BEGIN

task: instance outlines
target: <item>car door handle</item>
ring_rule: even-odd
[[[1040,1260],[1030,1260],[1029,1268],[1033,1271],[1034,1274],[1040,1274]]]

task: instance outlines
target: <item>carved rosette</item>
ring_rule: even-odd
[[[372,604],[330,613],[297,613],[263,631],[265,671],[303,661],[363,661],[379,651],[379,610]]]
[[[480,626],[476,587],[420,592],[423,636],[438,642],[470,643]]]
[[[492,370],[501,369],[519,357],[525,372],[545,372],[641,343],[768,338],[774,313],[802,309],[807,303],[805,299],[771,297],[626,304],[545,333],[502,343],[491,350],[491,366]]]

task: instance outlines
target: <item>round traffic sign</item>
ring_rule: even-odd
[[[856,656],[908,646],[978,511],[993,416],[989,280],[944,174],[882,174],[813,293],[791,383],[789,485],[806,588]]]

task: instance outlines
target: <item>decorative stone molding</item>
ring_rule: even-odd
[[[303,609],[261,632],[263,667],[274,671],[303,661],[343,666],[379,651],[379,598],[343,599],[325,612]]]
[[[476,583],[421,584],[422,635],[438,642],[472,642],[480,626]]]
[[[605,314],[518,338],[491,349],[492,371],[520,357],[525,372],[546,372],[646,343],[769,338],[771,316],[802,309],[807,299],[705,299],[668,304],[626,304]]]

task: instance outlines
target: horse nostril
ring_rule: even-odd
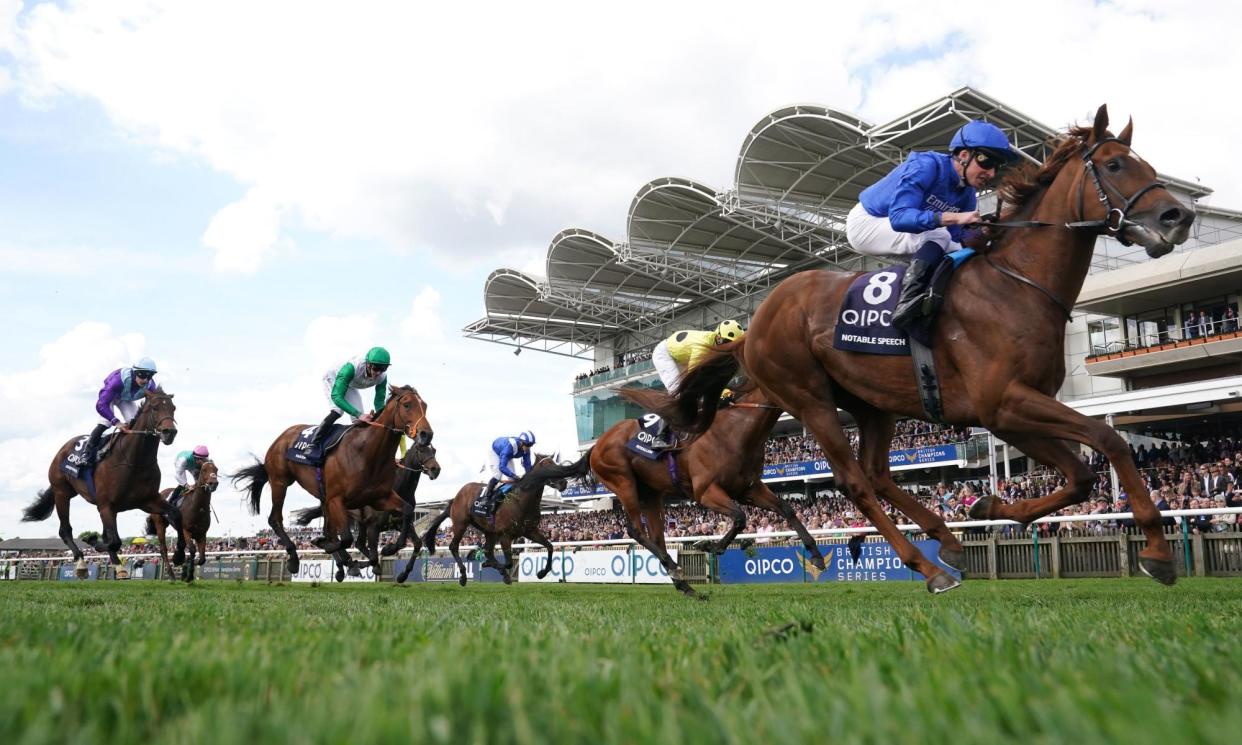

END

__Assignment__
Set down the entries shown above once more, exactly as they read, but without pictures.

__Result of this task__
task: instance outlines
target: <item>car door handle</item>
ring_rule: even-odd
[[[1040,1260],[1030,1260],[1029,1268],[1033,1271],[1034,1274],[1040,1274]]]

task: instance outlines
target: <item>carved rosette</item>
ring_rule: even-odd
[[[372,604],[330,613],[297,613],[263,631],[265,671],[303,661],[363,661],[379,651],[379,610]]]
[[[480,626],[476,587],[420,592],[423,636],[438,642],[470,643]]]
[[[492,370],[501,369],[519,357],[525,372],[545,372],[641,343],[768,338],[774,313],[802,309],[807,303],[805,299],[771,297],[626,304],[545,333],[502,343],[491,350],[491,366]]]

task: instance outlines
target: <item>round traffic sign</item>
ring_rule: even-odd
[[[856,656],[908,646],[978,511],[993,416],[989,280],[944,174],[882,174],[813,293],[791,383],[789,485],[806,588]]]

task: instance outlines
target: <item>decorative stone molding</item>
ring_rule: even-odd
[[[303,609],[261,632],[263,667],[274,671],[303,661],[343,666],[379,651],[379,598],[343,599],[325,612]]]
[[[476,583],[421,584],[422,635],[438,642],[472,642],[480,626]]]
[[[605,314],[518,338],[491,349],[492,371],[520,357],[525,372],[546,372],[646,343],[769,338],[771,316],[802,309],[807,299],[705,299],[668,304],[626,304]]]

task: instance outlines
target: horse nostril
ring_rule: even-odd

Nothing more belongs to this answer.